── Text for analysis ──
National Institute of Nutrition to conduct study to prevent stunting

National Institute of Nutrition to conduct study to prevent stunting
Highlights

Stunting is one of the important nutritional problems in India currently as per the latest national family health survey about 38% of children in India are stunted.

Hyderabad: Stunting is one of the important nutritional problems in India currently as per the latest national family health survey about 38% of children in India are stunted. Stunting is a result of poor adverse environment for children which include lack of nutritious food, low birth rate because of the mothers are undernourished, poor sanitation, and infectious disease.

The National Institute of Nutrition (NIN) is going to start a cohort study, where they will enroll pregnant women and follow the children until two years of age in Addagutta slums. Speaking to The Hans India in a conference at the fourth Annual Agriculture, Nutrition, and Health (ANH) Academy Week in Hyderabad, Dr Bharati Kulkarni, Deputy Director of NIN said, "When a child is sick the appetite goes down the child doesn't eat nutritious food.

Reducing stunting requires improvement in dietary intake, sanitation also requires improvement in mothers nutrition unless the mothers are well nourished the child will not be well nourished. The children who are undernourished at birth tend to have a higher risk of stunting. Stunting is linked with poverty and sanitation as it is more in the slum and in the rural areas the rates of stunting is much lower in the middle class and urban people."

"Although it is easy to improve the weight of the child but it is difficult to improve the height of the child. Many of these studies where they had given food supplementation or they had given single nutrient like zinc supplementation or had given nutrition education on how to feed your child. So, most of the studies have shown to failed a remarkable impact. The impact which was seen was very minimal because they targeted only one intervention that has happened in the past three decades." added Bharati Kulkarni.

The study is going to develop a cohort of 500 women starting from the second month of their pregnancy and following the mother after the child is born until the child becomes two years of age. They are doing this study in India, Indonesia and Senegal (West Africa) and will be collecting genetic markers as it is all linked with environment-gene interaction. After they collide all the data they can better understand the causes of stunting and decide at which age or which stage of pregnancy intervention needs to be there and at what time point.
───
── Material provided ──
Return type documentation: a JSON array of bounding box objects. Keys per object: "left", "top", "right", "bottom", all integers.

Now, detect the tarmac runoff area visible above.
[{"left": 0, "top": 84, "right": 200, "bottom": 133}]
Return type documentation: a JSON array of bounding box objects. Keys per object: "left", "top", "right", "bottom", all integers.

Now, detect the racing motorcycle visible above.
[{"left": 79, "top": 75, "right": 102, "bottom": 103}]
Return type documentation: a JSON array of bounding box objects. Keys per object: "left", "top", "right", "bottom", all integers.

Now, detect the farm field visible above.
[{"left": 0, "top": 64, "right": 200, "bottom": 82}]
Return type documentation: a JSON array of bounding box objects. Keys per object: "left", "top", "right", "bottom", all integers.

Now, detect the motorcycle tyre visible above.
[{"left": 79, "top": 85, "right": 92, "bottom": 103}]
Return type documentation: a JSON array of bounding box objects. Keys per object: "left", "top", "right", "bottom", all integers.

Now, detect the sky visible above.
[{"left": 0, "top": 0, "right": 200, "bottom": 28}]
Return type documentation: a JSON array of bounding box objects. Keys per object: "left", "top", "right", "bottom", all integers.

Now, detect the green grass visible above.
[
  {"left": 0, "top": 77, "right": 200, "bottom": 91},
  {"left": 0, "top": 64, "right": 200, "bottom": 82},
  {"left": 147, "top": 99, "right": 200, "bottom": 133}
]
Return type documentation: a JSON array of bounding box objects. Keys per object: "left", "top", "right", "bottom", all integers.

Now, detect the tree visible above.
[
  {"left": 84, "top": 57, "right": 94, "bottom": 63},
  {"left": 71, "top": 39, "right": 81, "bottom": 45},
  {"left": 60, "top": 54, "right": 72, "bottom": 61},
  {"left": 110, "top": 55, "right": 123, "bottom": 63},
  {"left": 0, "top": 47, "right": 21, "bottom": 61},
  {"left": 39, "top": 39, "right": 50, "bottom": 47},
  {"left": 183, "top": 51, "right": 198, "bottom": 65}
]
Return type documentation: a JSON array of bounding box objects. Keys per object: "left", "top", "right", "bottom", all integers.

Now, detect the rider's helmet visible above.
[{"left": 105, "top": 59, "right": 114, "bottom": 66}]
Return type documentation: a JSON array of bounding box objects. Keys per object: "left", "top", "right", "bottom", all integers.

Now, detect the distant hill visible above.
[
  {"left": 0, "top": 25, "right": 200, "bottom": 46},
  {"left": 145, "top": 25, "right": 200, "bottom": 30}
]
───
Answer these questions about the article on the stunting study:
1. What percentage of children in India are stunted, according to the latest national family health survey?
2. In which slums will the National Institute of Nutrition enroll pregnant women for its cohort study?
3. How many women will the cohort include, and in which three countries is the study being done?

# Exercise output:
1. About 38%.
2. The Addagutta slums.
3. 500 women, in India, Indonesia and Senegal (West Africa).